Reproduce verbatim the stretch from the start of the items below through the line containing "191 L 16 191", with both ends included.
◆ ◆ ◆
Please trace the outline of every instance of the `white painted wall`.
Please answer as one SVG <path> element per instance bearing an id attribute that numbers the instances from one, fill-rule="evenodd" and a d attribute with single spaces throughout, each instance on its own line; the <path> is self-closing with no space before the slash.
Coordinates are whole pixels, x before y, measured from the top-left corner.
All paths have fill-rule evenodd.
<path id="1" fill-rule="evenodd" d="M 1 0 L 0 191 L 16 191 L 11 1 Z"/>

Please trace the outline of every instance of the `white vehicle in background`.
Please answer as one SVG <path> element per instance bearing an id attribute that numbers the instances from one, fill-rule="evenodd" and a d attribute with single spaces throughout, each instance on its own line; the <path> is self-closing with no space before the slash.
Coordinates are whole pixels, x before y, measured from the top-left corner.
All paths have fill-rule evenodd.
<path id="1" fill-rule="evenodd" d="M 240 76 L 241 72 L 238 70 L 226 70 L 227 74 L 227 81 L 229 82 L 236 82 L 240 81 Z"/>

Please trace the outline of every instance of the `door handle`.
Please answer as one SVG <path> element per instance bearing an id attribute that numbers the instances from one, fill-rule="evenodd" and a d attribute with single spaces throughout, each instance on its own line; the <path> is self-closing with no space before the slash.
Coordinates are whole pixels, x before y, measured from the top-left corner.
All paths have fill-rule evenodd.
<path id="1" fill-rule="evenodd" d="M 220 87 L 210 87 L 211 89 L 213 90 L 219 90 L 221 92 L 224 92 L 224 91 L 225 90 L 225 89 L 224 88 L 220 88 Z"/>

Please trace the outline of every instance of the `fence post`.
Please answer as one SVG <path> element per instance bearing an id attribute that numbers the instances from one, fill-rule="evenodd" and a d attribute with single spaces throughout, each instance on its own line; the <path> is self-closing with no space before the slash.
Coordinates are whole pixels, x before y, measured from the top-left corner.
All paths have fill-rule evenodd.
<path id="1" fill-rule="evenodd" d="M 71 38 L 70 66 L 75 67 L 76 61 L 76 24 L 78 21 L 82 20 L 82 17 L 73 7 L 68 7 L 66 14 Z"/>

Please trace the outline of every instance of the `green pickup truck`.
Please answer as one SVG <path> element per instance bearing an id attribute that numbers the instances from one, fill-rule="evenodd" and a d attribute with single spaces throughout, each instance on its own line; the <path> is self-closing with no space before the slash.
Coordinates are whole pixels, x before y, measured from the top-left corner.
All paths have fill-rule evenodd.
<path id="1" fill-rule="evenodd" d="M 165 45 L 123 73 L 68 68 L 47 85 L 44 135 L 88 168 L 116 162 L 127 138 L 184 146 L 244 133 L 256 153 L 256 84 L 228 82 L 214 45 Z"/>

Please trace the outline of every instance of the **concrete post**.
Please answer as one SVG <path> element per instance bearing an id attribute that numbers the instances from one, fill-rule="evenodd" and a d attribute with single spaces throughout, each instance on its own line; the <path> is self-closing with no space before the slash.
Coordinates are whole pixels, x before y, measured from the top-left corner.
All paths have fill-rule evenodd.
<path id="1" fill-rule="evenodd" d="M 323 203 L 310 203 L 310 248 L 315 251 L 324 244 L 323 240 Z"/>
◆ ◆ ◆
◆ **RESULT**:
Please trace the outline of every instance of the `white painted wall`.
Please answer as one SVG <path> element per instance bearing an id attribute that numbers the instances from one, fill-rule="evenodd" and a d attribute with single spaces throughout, each instance on its own line; the <path> is self-closing with no space before the slash.
Coordinates are whole pixels, x before y, measured from the top-left corner.
All paths have fill-rule evenodd.
<path id="1" fill-rule="evenodd" d="M 1 0 L 0 191 L 16 191 L 11 1 Z"/>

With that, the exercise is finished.